Work item: Please copy the lines below exactly, from the first one through the line showing "Box any white flower you see.".

Records provided:
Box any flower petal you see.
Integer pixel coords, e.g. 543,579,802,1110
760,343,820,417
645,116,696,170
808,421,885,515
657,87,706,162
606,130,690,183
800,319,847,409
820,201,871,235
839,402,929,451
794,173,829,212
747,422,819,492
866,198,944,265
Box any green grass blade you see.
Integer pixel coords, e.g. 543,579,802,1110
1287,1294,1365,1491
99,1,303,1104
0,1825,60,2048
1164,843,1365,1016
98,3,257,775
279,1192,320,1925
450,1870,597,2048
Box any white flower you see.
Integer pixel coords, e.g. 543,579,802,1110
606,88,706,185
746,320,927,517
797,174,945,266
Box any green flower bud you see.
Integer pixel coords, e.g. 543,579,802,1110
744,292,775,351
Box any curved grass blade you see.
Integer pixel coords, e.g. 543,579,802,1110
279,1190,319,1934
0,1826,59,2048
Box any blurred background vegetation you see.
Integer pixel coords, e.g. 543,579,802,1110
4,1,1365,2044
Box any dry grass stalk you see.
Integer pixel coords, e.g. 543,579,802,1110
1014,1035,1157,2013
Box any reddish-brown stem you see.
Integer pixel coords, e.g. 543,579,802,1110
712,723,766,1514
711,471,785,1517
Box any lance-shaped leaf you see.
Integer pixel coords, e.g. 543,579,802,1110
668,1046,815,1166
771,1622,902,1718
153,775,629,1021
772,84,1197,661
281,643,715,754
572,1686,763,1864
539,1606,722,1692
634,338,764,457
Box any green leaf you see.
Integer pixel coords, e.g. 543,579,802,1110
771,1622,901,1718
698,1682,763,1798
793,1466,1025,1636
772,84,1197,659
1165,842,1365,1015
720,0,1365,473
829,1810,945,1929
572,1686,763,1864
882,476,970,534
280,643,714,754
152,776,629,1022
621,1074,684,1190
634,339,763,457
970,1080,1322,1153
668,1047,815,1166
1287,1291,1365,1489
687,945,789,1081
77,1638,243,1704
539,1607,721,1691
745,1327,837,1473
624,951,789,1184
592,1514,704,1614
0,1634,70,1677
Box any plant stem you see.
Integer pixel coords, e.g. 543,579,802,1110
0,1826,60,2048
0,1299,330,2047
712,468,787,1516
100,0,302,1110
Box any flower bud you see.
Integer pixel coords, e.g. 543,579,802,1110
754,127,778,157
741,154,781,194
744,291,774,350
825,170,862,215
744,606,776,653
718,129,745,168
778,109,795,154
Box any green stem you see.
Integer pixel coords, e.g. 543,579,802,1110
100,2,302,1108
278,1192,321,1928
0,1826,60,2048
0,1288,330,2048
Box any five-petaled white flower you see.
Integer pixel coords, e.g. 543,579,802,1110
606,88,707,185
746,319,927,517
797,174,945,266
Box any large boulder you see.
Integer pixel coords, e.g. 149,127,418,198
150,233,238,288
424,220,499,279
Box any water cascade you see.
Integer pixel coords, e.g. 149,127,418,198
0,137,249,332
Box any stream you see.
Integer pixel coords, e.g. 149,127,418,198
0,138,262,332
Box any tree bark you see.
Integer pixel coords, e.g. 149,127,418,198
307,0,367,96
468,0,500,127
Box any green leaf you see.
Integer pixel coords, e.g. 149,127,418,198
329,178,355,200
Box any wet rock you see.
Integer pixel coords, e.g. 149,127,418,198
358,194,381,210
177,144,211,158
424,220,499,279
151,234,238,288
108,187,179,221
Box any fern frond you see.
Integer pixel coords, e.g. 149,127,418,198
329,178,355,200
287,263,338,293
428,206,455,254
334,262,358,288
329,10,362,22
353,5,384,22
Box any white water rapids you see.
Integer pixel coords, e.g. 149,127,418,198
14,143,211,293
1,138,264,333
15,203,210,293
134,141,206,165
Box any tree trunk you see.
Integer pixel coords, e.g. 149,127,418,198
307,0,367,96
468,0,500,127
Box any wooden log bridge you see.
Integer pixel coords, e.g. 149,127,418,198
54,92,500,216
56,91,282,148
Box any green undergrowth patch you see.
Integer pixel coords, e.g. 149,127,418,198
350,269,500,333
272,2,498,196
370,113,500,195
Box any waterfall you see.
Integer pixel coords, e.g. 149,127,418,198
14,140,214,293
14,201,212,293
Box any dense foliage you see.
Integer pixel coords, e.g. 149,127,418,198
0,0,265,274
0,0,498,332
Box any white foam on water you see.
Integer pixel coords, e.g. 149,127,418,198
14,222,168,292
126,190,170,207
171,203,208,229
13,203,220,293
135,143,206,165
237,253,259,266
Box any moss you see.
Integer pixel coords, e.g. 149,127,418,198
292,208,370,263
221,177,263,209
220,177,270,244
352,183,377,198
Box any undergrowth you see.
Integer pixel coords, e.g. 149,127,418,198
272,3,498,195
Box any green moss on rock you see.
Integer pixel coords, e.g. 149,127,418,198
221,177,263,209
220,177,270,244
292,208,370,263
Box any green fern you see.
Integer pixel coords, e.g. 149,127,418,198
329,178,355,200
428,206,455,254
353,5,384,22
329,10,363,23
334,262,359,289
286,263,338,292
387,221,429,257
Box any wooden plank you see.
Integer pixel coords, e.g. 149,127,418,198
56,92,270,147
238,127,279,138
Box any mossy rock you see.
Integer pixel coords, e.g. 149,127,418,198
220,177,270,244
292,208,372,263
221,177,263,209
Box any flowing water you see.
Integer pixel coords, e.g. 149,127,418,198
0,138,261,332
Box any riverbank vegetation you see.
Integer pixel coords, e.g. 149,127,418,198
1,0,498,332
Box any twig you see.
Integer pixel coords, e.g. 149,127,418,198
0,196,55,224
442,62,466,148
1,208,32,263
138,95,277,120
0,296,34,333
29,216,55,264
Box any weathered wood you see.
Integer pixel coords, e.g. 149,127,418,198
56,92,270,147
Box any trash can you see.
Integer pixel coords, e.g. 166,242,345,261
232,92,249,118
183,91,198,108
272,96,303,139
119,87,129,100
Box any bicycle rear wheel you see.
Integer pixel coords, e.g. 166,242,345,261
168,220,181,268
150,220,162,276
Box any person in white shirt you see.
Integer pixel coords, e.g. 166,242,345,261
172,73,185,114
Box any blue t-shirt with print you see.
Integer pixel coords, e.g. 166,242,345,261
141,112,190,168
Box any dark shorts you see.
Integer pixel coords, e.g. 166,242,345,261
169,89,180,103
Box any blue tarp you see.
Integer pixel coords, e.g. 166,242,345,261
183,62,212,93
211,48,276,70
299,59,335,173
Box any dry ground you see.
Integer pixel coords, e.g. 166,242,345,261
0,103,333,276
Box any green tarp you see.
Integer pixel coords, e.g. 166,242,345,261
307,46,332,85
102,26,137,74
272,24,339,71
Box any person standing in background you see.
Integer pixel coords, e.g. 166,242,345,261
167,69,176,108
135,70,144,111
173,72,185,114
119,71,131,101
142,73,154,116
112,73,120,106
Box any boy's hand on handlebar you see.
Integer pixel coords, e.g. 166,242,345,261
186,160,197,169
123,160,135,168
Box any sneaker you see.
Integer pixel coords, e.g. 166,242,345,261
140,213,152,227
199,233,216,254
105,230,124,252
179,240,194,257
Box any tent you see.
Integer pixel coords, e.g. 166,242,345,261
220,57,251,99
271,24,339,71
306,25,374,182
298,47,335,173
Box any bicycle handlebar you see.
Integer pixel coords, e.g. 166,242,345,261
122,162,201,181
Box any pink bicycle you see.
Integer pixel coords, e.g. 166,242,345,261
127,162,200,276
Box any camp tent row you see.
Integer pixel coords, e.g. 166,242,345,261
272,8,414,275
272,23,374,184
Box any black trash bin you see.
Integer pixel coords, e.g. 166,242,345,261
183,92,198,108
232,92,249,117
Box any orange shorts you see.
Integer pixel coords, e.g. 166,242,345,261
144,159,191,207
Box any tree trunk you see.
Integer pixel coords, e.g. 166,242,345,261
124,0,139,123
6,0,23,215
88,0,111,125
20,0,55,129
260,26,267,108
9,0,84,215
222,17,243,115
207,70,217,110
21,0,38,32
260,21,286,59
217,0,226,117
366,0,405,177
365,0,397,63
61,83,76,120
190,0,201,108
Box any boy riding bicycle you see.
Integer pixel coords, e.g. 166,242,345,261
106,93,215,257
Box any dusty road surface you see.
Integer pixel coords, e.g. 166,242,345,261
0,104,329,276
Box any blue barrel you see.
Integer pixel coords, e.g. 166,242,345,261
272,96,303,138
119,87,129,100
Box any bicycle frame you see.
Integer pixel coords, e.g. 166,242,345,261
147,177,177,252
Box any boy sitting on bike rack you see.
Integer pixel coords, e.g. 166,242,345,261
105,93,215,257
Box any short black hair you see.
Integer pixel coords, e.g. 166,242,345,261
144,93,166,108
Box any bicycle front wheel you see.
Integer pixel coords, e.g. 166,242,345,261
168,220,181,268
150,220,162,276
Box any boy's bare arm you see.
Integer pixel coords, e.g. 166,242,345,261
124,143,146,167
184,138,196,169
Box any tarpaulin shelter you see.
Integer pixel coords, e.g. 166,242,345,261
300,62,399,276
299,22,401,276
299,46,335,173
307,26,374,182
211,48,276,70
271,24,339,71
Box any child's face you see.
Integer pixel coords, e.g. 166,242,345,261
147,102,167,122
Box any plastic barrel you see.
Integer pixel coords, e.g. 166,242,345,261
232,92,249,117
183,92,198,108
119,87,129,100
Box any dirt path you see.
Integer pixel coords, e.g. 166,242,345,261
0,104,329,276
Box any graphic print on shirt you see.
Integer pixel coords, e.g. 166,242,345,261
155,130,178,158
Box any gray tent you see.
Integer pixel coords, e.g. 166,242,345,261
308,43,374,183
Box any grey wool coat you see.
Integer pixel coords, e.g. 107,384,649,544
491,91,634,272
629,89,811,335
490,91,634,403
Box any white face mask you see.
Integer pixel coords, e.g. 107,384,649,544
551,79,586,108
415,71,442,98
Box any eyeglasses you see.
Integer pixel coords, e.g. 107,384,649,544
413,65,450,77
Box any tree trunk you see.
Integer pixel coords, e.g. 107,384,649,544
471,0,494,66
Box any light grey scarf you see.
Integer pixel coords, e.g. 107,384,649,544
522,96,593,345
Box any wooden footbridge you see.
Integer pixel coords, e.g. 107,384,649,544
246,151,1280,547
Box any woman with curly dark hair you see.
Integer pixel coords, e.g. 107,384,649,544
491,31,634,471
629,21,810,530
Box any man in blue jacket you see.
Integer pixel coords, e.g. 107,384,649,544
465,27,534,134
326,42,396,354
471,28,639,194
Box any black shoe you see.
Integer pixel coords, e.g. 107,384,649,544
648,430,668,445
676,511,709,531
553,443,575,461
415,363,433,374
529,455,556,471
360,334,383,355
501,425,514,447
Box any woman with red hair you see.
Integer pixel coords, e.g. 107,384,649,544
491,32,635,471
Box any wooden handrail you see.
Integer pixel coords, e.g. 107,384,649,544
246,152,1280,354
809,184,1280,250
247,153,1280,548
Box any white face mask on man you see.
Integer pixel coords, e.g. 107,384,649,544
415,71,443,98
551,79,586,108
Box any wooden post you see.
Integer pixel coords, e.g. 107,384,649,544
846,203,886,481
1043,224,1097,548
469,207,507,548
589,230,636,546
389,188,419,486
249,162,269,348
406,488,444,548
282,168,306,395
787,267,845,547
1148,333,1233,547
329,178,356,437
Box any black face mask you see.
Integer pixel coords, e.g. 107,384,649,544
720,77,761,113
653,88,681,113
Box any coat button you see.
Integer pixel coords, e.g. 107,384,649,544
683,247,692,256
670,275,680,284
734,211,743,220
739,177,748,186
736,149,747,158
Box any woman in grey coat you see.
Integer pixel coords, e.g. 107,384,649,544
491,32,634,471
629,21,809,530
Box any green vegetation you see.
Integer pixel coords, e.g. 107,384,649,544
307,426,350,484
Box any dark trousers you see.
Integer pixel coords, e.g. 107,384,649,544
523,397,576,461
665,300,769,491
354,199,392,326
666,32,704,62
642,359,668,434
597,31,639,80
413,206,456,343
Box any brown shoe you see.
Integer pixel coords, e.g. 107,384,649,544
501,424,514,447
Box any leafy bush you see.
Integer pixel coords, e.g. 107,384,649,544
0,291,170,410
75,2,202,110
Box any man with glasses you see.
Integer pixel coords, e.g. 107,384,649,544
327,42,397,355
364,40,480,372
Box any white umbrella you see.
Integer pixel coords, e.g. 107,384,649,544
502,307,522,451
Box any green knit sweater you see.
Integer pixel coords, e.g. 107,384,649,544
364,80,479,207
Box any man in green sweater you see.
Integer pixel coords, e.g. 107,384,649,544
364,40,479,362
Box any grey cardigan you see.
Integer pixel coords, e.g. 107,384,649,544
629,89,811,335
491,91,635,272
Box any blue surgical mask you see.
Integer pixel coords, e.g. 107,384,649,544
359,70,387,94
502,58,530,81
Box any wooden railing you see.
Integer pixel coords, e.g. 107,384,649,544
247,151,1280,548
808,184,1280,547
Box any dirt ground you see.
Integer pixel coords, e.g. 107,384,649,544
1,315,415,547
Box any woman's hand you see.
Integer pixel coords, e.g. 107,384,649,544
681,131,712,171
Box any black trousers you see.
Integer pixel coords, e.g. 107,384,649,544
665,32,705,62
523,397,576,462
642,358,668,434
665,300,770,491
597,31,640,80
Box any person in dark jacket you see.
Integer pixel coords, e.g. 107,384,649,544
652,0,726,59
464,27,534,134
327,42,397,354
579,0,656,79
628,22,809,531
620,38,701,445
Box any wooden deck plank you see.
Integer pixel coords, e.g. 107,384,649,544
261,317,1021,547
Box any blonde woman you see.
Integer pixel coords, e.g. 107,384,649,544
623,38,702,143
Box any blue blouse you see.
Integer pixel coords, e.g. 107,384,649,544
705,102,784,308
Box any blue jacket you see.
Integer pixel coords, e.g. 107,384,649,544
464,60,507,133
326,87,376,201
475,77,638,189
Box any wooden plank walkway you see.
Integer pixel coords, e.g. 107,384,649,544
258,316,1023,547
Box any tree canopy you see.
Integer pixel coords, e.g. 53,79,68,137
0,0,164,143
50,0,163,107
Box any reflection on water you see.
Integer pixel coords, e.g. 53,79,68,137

Response for this exercise:
Box any flower petal you see.
Integer pixel coords, e.g. 543,579,802,1110
760,343,820,417
645,116,696,170
808,421,885,515
657,87,706,162
606,130,690,183
800,319,847,409
820,201,871,235
839,402,929,451
794,173,829,212
747,422,819,492
866,198,944,265
Box any green grass blade you see.
Integer pixel coords, e.g. 543,579,802,1110
1287,1294,1365,1491
99,1,303,1104
0,1825,60,2048
1164,843,1365,1016
98,3,257,775
279,1192,320,1925
450,1870,597,2048
Box any white flower you see.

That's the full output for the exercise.